BEGIN Supplied data
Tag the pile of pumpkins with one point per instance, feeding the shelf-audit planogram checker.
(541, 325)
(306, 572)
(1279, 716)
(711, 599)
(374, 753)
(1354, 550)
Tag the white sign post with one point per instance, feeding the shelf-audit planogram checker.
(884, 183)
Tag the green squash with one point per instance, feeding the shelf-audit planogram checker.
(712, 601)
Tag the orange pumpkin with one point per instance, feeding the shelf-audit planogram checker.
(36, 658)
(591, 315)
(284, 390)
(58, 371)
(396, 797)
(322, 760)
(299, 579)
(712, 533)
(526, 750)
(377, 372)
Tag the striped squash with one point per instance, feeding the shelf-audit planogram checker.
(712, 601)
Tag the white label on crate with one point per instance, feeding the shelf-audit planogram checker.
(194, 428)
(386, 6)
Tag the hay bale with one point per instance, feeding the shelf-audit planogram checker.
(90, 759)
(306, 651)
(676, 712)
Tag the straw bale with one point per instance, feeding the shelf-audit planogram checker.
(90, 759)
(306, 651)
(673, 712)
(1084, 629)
END Supplied data
▶ Task to carry out:
Convert every line of the material above into a JSON list of strings, one string per line, with blank lines omitted.

▶ Result for this exercise:
[
  "Tag the pile of pumpkins with one point per instance, feeding the shelf-audit planogram checker.",
  "(541, 325)",
  "(306, 572)",
  "(1279, 716)",
  "(711, 599)",
  "(374, 753)",
  "(1354, 550)",
  "Tag the white sign post with one point per instance, feeding the shelf-audit planogram checker.",
  "(884, 183)",
  "Tag the green squash with one point per instance, feeding the shelf-audit planogram checker.",
  "(712, 601)",
  "Tag the orange pumpkin with one point per instance, feeding the shelf-audit planogram checker.",
  "(36, 658)",
  "(591, 315)",
  "(284, 390)",
  "(58, 371)",
  "(396, 797)",
  "(322, 760)",
  "(299, 579)",
  "(712, 533)",
  "(526, 750)",
  "(377, 372)",
  "Tag the striped squash with one point per instance, feeding the shelf-audit planogram checker.",
  "(712, 601)",
  "Tag the white label on crate with one point per instance, feeding the shelf-audit planogram checker.",
  "(194, 428)",
  "(386, 6)",
  "Tag the hay bale with one point per instance, feeding the shelf-audit planogram checker.",
  "(90, 759)",
  "(306, 651)",
  "(676, 712)",
  "Tag the straw bale with one point per instance, feeding the shelf-audit planogram checker.",
  "(90, 759)",
  "(306, 651)",
  "(673, 712)",
  "(1084, 629)"
]